*** Source passage ***
I boiled the washed garbanzos at least 30 minutes, with some whole garlic cloves added to flavor the water. (I would put garlic into the falafel, except I'm mildly allergic to garlic.) My boyfriend drained, cooled, and mashed the cooked garbanzos, adding salt, cumin seed that he mashed in the mortar and pestle, and minced parsley. Then he mixed in an egg and some flour. I heated a wok with an inch or so of vegetable oil, and continued to add flour until the dough was workable. Then I rolled the garbanzo mush into balls and fried directly in the oil, removing them to a bowl lined with paper towel when the outside had turned a golden brown.

Meanwhile, my boyfriend prepared a tatziki with plain goat yogurt, sesame seeds, salt, julienned lemon cucumber, diced sweet red pepper, and shredded iceberg or green butter lettuce. We transfered everything to serving bowls, and prepared the individual sandwiches at the table. Delish.
*** Data segment ***
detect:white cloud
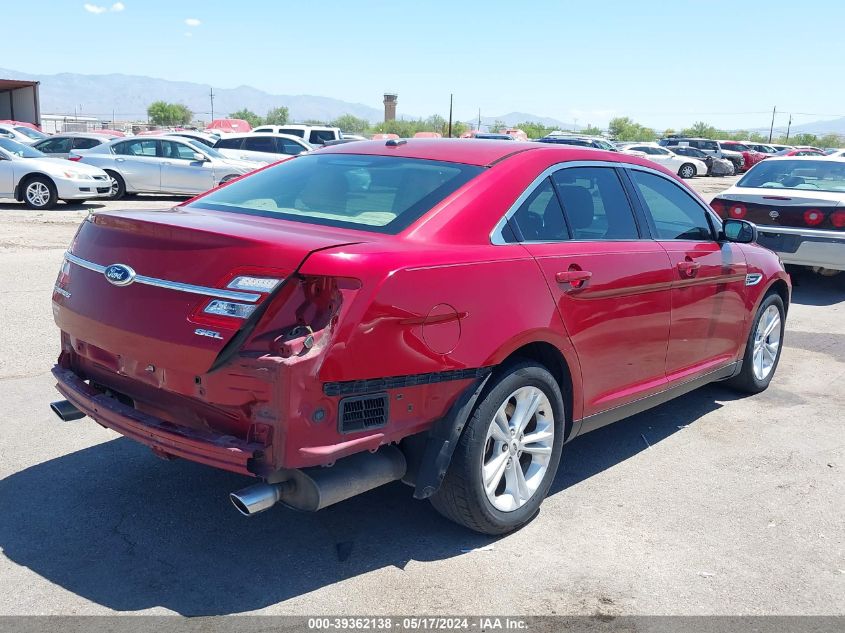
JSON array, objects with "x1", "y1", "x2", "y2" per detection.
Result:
***
• Tasks to complete:
• a. Using the falafel passage, answer these briefly:
(i) For how long were the garbanzos boiled?
(ii) What kind of yogurt went into the tatziki?
(iii) How much vegetable oil was heated in the wok?
• b. Add a few sentences to the falafel passage, continuing after its last word, "Delish."

• Answers per task:
• a.
(i) At least 30 minutes.
(ii) Plain goat yogurt.
(iii) An inch or so.

• b.
Saturday, July 26, 2008

Polenta gnocchi with pesto

We enjoy homemade pasta around here, and there's no pasta easier than gnocchi. Traditionally made at the end of the month before payday — and lending their name to the tax collectors who steal your paycheck — gnocchi (sing. gnoccho) can be made with any leftover mush-of-starch. Mashed potatoes seem to be most popular in the States, but polenta or wheat are also tasty. Combine leftover starch mush with eggs, salt, and enough flour to make into a dough, roll into balls, and boil two minutes until gnocchi float.

To that end, we brought two cups soy milk combined with two cups lightly-salted water to a boil, turned off the heat, and whisked in two cups polenta meal. Covered, this sat for about thirty minutes to cook. The by-then-cool polenta mush we combined with two eggs and a fair amount of flour, ending up with twice as much dough as we wanted. We rolled out all of the dough into gnocchi, deciding to freeze half of it. (This would have worked, too, if we froze them separated by layers of wax paper. As it is, we are currently defrosting a tub of solid polenta, to re-roll into gnocchi on Monday.) We brought salted and well-oiled water to a boil, and cooked the polenta two minutes until the balls floated.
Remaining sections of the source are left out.